→ **Working data**:
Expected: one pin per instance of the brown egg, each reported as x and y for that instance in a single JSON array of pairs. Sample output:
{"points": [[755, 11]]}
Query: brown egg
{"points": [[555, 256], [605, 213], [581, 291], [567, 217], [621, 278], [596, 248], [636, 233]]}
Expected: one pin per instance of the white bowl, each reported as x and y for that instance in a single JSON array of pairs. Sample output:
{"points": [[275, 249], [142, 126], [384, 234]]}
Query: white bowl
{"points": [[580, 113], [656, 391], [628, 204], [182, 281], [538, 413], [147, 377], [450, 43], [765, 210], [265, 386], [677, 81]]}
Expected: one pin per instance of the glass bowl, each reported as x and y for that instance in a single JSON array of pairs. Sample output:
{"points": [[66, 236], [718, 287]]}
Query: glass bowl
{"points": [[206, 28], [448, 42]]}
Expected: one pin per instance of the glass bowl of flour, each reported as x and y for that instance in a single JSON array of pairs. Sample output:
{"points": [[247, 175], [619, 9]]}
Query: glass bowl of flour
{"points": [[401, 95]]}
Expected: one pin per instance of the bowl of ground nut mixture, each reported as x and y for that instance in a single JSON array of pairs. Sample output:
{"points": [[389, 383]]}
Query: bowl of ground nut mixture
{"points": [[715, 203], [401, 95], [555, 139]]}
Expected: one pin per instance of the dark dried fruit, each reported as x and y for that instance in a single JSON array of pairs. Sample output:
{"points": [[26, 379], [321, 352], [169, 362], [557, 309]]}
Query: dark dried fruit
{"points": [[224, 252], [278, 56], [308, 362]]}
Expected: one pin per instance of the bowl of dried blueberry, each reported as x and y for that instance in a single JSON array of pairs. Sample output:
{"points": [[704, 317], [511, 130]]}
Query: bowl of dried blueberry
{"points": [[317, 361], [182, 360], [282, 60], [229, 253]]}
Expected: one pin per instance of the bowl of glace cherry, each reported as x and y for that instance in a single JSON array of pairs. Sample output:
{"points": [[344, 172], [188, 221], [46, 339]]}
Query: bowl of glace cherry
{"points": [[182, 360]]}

→ **What the task asks**:
The answer should be the exact lines running from the line containing "Query: bowl of ground nut mixture" to the last line of the entries, with nothing else.

→ **Response area**:
Query: bowl of ground nut mixture
{"points": [[715, 203], [401, 95], [555, 139]]}
Expected: one pin per instance of the dark dried fruit, each reported as x and y for that instance in a single JSON array of pairs. Sample output:
{"points": [[26, 379], [321, 352], [169, 362], [557, 309]]}
Query: dark dried fruit
{"points": [[224, 252], [278, 56], [308, 362]]}
Expected: one pin per instance of the bowl of dried blueberry, each reported as x and y for that instance in a single JSON array of pairs. Sample output:
{"points": [[704, 317], [511, 130]]}
Query: bowl of dried blueberry
{"points": [[317, 361], [182, 360], [282, 60], [229, 253]]}
Expected: one pin per instance of the bowl of glace cherry, each reported as x and y for that instance in a single JSON array of pairs. Sample output:
{"points": [[344, 172], [188, 221], [46, 339]]}
Query: bowl of glace cherry
{"points": [[182, 360]]}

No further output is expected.